Point labeling dataset excerpts »
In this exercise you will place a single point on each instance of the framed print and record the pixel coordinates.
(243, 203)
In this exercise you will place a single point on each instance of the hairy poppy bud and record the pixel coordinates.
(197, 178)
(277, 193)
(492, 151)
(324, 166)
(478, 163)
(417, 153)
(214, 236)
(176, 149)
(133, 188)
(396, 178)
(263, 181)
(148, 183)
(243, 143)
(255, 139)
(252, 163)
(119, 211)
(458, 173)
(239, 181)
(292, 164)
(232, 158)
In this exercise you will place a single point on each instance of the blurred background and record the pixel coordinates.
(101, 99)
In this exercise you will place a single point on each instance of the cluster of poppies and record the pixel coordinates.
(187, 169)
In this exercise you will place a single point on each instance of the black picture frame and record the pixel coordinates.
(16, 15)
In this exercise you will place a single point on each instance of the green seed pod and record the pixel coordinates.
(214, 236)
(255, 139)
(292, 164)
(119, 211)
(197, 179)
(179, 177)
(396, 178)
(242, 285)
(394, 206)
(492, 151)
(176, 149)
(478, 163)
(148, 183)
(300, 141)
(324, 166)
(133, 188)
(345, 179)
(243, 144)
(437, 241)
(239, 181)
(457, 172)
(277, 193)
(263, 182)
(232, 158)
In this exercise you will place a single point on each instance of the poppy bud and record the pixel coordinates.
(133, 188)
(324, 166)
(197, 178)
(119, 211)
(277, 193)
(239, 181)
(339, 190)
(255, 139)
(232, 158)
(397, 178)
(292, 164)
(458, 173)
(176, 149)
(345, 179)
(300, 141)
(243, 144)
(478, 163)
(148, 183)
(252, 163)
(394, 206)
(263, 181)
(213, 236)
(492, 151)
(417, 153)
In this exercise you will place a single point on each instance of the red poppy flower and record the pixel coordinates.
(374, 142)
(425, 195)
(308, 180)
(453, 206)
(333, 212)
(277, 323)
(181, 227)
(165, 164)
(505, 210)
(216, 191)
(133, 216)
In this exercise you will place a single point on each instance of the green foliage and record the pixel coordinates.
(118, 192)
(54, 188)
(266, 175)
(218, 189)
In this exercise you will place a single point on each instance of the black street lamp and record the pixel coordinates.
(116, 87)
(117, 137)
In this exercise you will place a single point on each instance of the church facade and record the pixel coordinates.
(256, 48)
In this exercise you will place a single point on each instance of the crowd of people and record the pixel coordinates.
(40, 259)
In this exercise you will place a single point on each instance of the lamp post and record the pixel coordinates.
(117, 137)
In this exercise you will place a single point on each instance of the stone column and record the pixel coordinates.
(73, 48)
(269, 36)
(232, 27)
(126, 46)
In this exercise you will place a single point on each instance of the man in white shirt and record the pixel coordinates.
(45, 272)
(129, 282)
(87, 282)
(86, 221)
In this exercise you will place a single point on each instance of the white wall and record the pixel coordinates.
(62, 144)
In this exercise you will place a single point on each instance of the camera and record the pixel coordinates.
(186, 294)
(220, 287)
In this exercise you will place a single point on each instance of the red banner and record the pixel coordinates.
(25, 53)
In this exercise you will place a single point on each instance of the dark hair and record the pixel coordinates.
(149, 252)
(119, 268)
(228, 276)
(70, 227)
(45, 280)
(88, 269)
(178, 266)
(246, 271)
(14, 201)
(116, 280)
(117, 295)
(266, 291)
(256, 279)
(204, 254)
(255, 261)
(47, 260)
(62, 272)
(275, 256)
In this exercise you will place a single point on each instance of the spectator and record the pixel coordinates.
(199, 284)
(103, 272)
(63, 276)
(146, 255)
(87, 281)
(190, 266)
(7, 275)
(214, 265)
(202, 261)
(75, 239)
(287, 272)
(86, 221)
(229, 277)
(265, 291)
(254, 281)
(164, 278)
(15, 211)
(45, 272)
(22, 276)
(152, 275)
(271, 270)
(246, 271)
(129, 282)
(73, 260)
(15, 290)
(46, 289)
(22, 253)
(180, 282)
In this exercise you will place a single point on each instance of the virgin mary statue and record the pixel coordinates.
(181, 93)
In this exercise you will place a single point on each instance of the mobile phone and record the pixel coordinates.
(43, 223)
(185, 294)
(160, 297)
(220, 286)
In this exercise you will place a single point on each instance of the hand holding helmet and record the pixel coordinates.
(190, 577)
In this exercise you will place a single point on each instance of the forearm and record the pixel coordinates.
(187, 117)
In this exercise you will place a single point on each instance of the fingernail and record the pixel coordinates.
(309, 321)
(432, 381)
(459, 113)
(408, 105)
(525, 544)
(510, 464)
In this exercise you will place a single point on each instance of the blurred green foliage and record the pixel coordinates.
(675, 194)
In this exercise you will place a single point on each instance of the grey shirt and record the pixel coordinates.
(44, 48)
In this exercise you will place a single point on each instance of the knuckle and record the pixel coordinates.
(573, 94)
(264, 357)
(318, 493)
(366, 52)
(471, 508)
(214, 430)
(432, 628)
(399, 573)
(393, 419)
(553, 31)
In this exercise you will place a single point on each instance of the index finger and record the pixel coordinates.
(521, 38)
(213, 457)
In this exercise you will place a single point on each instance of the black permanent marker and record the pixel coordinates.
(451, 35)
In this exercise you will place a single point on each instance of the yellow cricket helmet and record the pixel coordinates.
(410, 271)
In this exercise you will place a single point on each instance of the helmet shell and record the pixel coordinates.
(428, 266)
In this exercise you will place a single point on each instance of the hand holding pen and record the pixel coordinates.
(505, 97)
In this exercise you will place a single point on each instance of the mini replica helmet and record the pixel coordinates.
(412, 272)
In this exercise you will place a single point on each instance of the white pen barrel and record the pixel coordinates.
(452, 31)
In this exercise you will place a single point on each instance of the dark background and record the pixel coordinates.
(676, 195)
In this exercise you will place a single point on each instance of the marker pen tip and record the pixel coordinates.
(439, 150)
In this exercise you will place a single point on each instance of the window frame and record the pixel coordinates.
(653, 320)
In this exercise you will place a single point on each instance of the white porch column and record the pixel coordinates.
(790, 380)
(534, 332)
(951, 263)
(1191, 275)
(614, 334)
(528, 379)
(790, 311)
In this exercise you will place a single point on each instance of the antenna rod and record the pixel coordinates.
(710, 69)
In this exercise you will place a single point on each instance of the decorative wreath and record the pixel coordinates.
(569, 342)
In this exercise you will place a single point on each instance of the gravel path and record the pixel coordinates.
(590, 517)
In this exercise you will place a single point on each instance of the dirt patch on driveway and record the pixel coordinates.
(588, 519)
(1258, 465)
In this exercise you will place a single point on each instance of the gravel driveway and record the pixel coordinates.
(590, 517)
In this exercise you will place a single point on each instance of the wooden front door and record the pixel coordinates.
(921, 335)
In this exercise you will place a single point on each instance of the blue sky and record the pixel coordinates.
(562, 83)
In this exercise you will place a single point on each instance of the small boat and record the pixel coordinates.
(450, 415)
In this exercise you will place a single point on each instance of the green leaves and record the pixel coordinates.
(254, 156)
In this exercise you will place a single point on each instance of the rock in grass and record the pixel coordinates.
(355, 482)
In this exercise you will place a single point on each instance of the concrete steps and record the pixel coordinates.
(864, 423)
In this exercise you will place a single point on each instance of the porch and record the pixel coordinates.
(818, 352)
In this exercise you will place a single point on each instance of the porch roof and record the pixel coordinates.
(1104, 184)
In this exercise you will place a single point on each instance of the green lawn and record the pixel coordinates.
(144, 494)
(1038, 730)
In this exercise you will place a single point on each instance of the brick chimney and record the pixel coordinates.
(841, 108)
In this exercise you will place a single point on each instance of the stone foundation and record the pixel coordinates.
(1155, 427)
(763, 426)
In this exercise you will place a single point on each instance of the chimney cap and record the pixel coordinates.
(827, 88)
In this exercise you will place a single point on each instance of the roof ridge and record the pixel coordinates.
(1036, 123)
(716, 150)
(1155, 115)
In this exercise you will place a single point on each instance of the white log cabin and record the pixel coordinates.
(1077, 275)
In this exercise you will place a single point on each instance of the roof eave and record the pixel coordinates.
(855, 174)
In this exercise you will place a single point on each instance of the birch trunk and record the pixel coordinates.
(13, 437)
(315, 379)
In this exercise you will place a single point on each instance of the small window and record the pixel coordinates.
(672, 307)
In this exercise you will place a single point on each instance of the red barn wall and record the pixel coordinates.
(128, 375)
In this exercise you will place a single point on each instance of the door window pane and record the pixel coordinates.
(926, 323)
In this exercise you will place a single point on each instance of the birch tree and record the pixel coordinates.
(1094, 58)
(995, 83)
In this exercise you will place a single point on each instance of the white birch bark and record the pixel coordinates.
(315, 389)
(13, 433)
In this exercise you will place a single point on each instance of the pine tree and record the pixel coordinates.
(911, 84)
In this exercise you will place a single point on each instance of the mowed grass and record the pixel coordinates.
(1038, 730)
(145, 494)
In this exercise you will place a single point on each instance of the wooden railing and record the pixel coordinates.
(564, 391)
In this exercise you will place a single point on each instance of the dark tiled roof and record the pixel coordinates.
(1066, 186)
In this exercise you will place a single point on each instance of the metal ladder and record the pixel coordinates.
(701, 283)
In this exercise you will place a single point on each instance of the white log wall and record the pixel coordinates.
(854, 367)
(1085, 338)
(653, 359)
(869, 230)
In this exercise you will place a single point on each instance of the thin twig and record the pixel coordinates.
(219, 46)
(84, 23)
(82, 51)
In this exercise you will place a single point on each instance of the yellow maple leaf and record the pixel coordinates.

DIRECTIONS FOR THIS TASK » Quote verbatim the line containing "barn wall and record the pixel coordinates." and every line after it through the end of the records above.

WORKED ANSWER »
In this exercise you will place a single point on each instance of the red barn wall and record the pixel coordinates.
(128, 375)
In this exercise you will place a single point on each instance of the door window pane and record the pixel coordinates.
(926, 323)
In this exercise you will place a single point on each instance of the birch tree and record the pixel coordinates.
(1094, 58)
(995, 83)
In this exercise you will place a single point on each instance of the white birch bark and record the pixel coordinates.
(315, 389)
(13, 433)
In this exercise you will place a single point on each instance of the pine tree and record the pixel coordinates.
(911, 84)
In this exercise you will place a single point on each instance of the mowed grass and record the pixel coordinates.
(1038, 730)
(145, 494)
In this exercise you will place a single point on each instance of the wooden railing and record the pixel coordinates.
(564, 391)
In this exercise you will place a single point on each instance of the dark tiled roof and record the pixel coordinates.
(1066, 186)
In this exercise you will place a single point on each instance of the metal ladder and record the pixel coordinates.
(701, 283)
In this exercise you will place a single point on each instance of the white log wall and record the pixel coordinates.
(854, 367)
(1085, 338)
(653, 359)
(869, 230)
In this exercise you will place a single point on each instance of the thin twig and record the pixel coordinates.
(219, 46)
(84, 23)
(82, 51)
In this exercise you will place a single point on each instance of the yellow maple leaf and record the pixel coordinates.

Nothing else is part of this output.